SUPPLIED TEXT ->
Issues installing mxnet GPU R package for Amazon deep learning AMI - r

I am having trouble installing mxnet GPU for R on Amazon deep learning linux AMI. The environment variables are such a mess that it’s a nightmare for any non-expert sys-admin to figure out.
Step 1: install the ridiculous amount of missing/broken programs and R packages
sudo yum install R
sudo yum install libxml2-devel
sudo yum install cairo-devel
sudo yum install giflib-devel
sudo yum install libXt-devel
sudo R
install.packages("devtools")
library(devtools)
install_github("igraph/rigraph")
install.packages(‘DiagrammeR’)
install.packages(‘roxygen2’)
install.packages(‘rgexf’)
install.packages(‘influenceR’)
install.packages(‘Cairo’)
install.packages(“imager”)
Step 2: edit the config.mk file
cd /src/mxnet
cp make/config.mk .
echo "USE_BLAS=openblas" >>config.mk
echo "ADD_CFLAGS += -I/usr/include/openblas" >>config.mk
echo "ADD_LDFLAGS += -lopencv_core -lopencv_imgproc -lopencv_imgcodecs" >>config.mk
echo "USE_CUDA=1" >>config.mk
echo "USE_CUDA_PATH=/usr/local/cuda" >>config.mk
echo "USE_CUDNN=1" >>config.mk
*note even though the USE_CUDA_PATH is set, it STILL cannot find libcudart.so and needs to be linked in the make command (shown later)

RECORD EXCERPTS ->

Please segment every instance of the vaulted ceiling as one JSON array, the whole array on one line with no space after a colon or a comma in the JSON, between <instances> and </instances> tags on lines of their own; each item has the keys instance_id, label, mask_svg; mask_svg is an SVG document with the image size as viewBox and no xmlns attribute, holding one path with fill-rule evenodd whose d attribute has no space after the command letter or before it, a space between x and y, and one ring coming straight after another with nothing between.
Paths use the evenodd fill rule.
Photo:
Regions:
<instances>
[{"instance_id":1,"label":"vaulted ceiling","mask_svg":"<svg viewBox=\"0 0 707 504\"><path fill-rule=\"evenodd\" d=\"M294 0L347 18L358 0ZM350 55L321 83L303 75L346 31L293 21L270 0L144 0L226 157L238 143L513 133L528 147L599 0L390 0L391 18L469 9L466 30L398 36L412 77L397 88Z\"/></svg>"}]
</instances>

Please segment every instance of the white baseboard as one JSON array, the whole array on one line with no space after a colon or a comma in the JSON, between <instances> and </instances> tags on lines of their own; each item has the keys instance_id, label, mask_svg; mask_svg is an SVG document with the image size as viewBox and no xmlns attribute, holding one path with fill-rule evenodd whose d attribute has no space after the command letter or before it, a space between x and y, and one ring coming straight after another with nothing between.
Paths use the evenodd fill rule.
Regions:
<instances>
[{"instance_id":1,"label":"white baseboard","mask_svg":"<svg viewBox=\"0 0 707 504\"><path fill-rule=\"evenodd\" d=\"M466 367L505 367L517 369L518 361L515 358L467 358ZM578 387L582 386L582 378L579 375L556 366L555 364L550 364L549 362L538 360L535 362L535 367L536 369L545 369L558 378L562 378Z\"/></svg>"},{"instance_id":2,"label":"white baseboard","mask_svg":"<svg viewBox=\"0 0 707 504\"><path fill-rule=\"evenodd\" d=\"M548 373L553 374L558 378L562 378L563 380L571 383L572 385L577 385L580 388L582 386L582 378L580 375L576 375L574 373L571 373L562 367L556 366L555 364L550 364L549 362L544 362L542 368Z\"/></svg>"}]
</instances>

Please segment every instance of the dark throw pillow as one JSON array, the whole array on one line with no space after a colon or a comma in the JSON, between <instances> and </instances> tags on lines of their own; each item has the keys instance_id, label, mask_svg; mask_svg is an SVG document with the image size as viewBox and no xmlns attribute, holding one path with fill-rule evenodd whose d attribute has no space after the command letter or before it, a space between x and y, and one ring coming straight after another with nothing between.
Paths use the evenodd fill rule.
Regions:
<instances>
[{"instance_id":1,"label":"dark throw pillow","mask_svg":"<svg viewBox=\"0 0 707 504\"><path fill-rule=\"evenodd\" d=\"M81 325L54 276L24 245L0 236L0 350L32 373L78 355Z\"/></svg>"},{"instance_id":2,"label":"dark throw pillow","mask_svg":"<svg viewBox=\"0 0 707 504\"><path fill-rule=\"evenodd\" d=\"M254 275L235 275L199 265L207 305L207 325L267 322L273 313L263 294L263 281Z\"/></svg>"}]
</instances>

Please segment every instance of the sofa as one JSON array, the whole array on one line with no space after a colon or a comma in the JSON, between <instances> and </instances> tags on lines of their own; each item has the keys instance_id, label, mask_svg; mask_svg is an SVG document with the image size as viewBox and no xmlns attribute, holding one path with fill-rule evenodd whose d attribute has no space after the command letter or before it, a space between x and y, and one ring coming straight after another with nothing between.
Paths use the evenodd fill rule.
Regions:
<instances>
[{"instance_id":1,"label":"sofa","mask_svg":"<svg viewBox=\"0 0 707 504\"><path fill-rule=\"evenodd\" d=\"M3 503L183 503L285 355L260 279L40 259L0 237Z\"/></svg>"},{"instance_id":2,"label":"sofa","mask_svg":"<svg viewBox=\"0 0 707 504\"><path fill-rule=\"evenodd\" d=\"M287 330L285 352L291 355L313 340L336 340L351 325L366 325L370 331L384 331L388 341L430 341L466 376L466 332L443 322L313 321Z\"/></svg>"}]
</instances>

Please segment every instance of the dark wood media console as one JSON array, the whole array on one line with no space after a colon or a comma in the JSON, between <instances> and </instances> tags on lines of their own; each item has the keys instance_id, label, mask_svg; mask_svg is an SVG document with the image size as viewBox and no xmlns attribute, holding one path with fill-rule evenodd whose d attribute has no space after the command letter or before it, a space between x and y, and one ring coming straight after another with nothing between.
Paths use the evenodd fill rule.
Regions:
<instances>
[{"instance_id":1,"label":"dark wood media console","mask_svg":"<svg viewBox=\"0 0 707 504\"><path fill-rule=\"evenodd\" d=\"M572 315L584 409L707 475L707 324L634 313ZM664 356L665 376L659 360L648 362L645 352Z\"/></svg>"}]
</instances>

TASK INSTRUCTIONS ->
a) Answer each question from the mxnet installation post.
(i) Which BLAS library does Step 2 set in config.mk?
(ii) Which directory does Step 2 switch into before copying config.mk?
(iii) Which library file does the post say still cannot be found even with USE_CUDA_PATH set?
b) Write the next part of the mxnet installation post, starting after its final line.
The material has no role in this work.

RESULTS FOR EACH TASK ->
a)
(i) openblas
(ii) /src/mxnet
(iii) libcudart.so

b)
Step 3: make new config file so make command can find libcudart.so
/etc/ld.so.conf.d/cuda.conf
add /usr/local/cuda-8.0/lib64
sudo ldconfig
note this was posted by nvidia but does absolutely nothing to help the make rpkg
Step 4: set up R directories
Rscript -e "install.packages('devtools', repo = 'https://cran.rstudio.com')"
cd R-package
Rscript -e "library(devtools); library(methods); options(repos=c(CRAN='https://cran.rstudio.com'));
install_deps(dependencies = TRUE)"
cd ..
step 5: make
cd /src/mxnet
sudo make -j8
Result:
make CXX=g++ DEPS_PATH=/home/ec2-user/src/mxnet/deps -C /home/ec2-user/src/mxnet/ps-lite ps
cd /home/ec2-user/src/mxnet/dmlc-core; make libdmlc.a USE_SSE=1 config=/home/ec2-user/src/mxnet/config.mk; cd /home/ec2-user/src/mxnet
make[1]: Entering directory /home/ec2-user/src/mxnet/dmlc-core'
make[1]:libdmlc.a' is up to date.
make[1]: Leaving directory /home/ec2-user/src/mxnet/dmlc-core'
make[1]: Entering directory/home/ec2-user/src/mxnet/ps-lite'
make[1]: Nothing to be done for ps'.
make[1]: Leaving directory/home/ec2-user/src/mxnet/ps-lite'
ar crv lib/libmxnet.a
*note, even when changing the config.mk file, the make command always returns ‘nothing to update’
Step 6: attempt to make rpkg
Cd /src/mxnet
Sudo make rpkg
Error:
Error: package or namespace load failed for ‘mxnet’:
.onLoad failed in loadNamespace() for 'mxnet', details:
call: dyn.load(file, DLLpath = DLLpath, ...)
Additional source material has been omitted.